*Records shown:*
"""

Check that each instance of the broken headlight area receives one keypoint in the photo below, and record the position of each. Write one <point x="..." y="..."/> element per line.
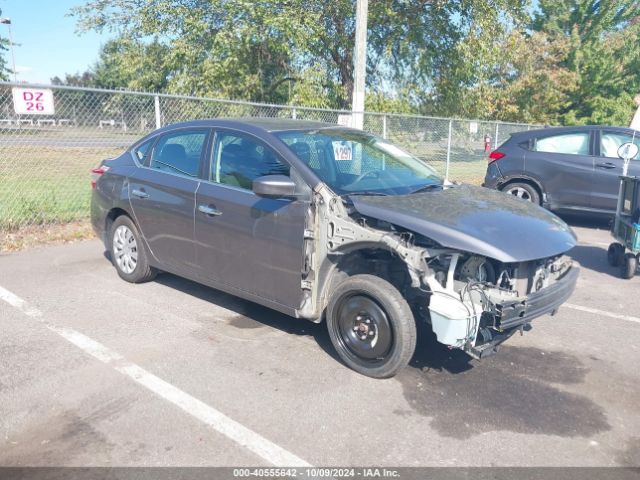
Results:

"""
"""

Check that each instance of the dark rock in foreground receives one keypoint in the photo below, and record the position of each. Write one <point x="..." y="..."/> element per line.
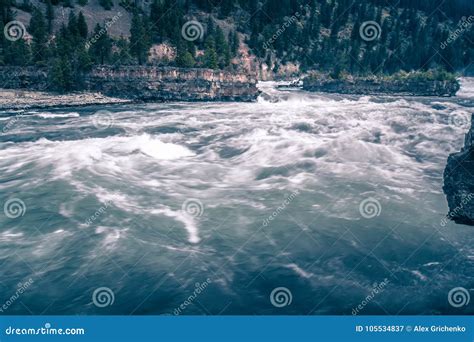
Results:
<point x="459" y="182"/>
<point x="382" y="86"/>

"""

*What is required:*
Scan the records for the string "Write" and show every line that contains it.

*Answer section:*
Check that each instance of the broken headlight area receives one keypoint in the photo below, and record the position of each. Write one <point x="..." y="..."/> element per line.
Check that each instance of the dark rock in foreground receives one keypoint in the photo below, and record the position of each. Write one <point x="..." y="..."/> element per line.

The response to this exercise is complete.